## Exercise goal
Scan the records below and say how many lines include the word "hillside", giving no other text.

## Records provided
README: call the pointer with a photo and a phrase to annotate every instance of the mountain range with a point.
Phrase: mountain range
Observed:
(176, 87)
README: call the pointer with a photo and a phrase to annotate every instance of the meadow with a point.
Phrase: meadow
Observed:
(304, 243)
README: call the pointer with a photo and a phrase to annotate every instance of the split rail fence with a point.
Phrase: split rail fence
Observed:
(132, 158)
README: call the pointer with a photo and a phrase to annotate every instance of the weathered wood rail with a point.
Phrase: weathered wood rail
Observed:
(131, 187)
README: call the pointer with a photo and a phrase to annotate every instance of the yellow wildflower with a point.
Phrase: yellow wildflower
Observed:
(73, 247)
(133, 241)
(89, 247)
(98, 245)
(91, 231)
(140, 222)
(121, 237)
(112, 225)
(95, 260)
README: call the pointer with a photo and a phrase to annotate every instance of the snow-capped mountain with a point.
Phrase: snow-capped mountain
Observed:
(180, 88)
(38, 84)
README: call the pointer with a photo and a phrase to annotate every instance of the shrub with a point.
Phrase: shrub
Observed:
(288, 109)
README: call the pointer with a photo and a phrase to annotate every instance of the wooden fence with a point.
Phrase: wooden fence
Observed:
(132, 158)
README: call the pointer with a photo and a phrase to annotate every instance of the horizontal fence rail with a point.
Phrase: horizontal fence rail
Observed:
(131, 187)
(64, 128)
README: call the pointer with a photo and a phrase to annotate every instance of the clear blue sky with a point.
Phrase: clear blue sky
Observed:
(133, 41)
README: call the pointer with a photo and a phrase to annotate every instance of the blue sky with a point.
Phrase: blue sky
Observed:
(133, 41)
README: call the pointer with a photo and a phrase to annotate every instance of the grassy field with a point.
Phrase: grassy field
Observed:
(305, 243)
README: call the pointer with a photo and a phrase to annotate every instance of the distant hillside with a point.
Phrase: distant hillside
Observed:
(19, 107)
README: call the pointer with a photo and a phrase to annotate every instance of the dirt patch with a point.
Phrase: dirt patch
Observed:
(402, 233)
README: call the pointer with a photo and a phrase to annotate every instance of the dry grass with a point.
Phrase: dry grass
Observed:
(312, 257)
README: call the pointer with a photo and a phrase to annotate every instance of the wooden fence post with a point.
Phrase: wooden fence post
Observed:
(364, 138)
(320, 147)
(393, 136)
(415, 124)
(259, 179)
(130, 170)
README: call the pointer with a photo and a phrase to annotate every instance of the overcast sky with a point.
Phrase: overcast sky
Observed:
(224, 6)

## Response to the exercise
2